● **THE EXERCISE**
Everything from the line containing "point: the light" to the final line of the records below should be given again exactly, and nothing else.

Data extracted from a collection:
>>>>>

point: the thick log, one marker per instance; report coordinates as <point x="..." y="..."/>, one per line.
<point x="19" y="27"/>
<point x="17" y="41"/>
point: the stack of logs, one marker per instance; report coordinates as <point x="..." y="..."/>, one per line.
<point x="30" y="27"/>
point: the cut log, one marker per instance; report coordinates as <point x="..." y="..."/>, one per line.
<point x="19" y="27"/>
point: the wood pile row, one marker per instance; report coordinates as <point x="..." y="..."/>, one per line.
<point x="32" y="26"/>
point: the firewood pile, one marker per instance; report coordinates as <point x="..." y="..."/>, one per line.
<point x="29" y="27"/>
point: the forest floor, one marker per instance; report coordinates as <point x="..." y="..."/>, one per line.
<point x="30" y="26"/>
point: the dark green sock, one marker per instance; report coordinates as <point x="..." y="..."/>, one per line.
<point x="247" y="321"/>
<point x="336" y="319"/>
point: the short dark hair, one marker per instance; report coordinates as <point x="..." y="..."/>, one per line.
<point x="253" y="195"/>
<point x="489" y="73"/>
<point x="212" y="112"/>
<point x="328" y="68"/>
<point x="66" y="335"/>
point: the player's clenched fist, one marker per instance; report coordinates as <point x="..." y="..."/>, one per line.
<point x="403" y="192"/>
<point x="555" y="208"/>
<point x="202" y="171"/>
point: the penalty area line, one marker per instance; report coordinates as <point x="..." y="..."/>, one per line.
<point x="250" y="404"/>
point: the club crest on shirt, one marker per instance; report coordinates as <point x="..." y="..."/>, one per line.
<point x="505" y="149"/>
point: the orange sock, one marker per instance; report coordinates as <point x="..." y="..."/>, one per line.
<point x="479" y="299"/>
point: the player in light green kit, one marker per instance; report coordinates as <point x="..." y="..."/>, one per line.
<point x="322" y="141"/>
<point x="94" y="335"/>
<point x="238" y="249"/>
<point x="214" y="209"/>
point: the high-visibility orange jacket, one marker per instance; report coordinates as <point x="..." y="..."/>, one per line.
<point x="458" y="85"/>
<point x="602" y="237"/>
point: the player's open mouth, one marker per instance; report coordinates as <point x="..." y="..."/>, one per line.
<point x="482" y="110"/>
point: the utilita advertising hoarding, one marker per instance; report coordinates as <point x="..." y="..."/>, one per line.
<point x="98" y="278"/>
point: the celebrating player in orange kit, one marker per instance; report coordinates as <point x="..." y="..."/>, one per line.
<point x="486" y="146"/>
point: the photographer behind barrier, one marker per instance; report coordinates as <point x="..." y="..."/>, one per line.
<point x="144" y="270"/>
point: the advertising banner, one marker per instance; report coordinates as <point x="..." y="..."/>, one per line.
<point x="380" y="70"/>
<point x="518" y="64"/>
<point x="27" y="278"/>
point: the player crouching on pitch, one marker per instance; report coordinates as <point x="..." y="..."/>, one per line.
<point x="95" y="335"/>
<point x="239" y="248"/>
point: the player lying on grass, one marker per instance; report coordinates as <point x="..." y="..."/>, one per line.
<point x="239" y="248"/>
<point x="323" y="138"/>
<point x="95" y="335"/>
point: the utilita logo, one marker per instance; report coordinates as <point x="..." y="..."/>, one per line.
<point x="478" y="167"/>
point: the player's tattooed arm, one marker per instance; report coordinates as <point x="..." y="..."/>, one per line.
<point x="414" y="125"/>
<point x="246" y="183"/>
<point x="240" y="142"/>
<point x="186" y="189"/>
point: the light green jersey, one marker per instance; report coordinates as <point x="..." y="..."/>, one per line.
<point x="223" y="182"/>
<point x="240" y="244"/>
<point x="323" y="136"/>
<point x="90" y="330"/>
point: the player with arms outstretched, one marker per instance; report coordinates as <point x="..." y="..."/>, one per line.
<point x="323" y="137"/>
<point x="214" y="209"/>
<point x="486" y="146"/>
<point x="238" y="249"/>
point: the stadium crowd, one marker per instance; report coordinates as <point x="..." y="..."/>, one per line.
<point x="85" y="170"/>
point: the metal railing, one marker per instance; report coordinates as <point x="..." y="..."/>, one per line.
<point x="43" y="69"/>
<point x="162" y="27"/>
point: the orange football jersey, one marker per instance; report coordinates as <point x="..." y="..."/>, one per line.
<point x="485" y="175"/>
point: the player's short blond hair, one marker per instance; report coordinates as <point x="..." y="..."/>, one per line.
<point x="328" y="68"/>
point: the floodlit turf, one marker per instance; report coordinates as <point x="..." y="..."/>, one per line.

<<<<<

● **WRITTEN REPLY**
point: the light green jersey, one marker per instance; report coordinates as <point x="..." y="..."/>, one per line.
<point x="223" y="182"/>
<point x="240" y="244"/>
<point x="323" y="136"/>
<point x="90" y="330"/>
point: the player with arms outstretched, one marker per instance; report coordinates as <point x="..." y="..."/>, one per line.
<point x="323" y="137"/>
<point x="214" y="209"/>
<point x="486" y="146"/>
<point x="238" y="249"/>
point: the stadium crowd, one marker per instance; report coordinates as <point x="..." y="..."/>, one per line.
<point x="85" y="170"/>
point: the metal railing, one marker per instance; report coordinates as <point x="..." y="..."/>, one per line.
<point x="43" y="69"/>
<point x="162" y="27"/>
point: the orange football jersey, one marker per instance; report coordinates as <point x="..." y="..."/>, one per line.
<point x="485" y="175"/>
point: the player's short blond hair, one marker per instance; report coordinates as <point x="..." y="..."/>, one per line.
<point x="328" y="68"/>
point: the floodlit turf, one marker per instance; report coordinates as <point x="..." y="..."/>, one per line.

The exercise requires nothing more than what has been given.